I have been avidly researching and reading posts regarding fuel pump setups. I have previously purchased a Holley "Blue" electric pump. However, due to reading of peoples complaints about noise levels, I am thinking of returning the pump to Summit in order to pursue an alternate route. I have thought of going the mechanical route. However, living in Texas where temperatures soar into the 100's during the summer, and also where the air temperature about 18 inches above the asphalt can reach 160 degrees , this might not be good. The fuel will spend a lot of time in the hot engine compartment where it will have the opportunity to get hot, boil, evaporate, cause problems such as vapor lock and generally lots of headaches. Then I found this suggestion.

▶ _TASK GOAL_
Reproduce the passage of the fuel pump post starting at "I have been" and ending at "found this suggestion.". The material that follows has no connection to the fuel pump post.

▶ _PROVIDED MATERIAL_
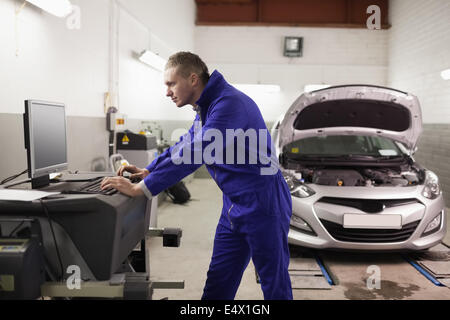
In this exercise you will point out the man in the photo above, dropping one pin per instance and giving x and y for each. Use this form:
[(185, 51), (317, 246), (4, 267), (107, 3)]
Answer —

▶ _FULL OUTPUT_
I have been avidly researching and reading posts regarding fuel pump setups. I have previously purchased a Holley "Blue" electric pump. However, due to reading of peoples complaints about noise levels, I am thinking of returning the pump to Summit in order to pursue an alternate route. I have thought of going the mechanical route. However, living in Texas where temperatures soar into the 100's during the summer, and also where the air temperature about 18 inches above the asphalt can reach 160 degrees , this might not be good. The fuel will spend a lot of time in the hot engine compartment where it will have the opportunity to get hot, boil, evaporate, cause problems such as vapor lock and generally lots of headaches. Then I found this suggestion.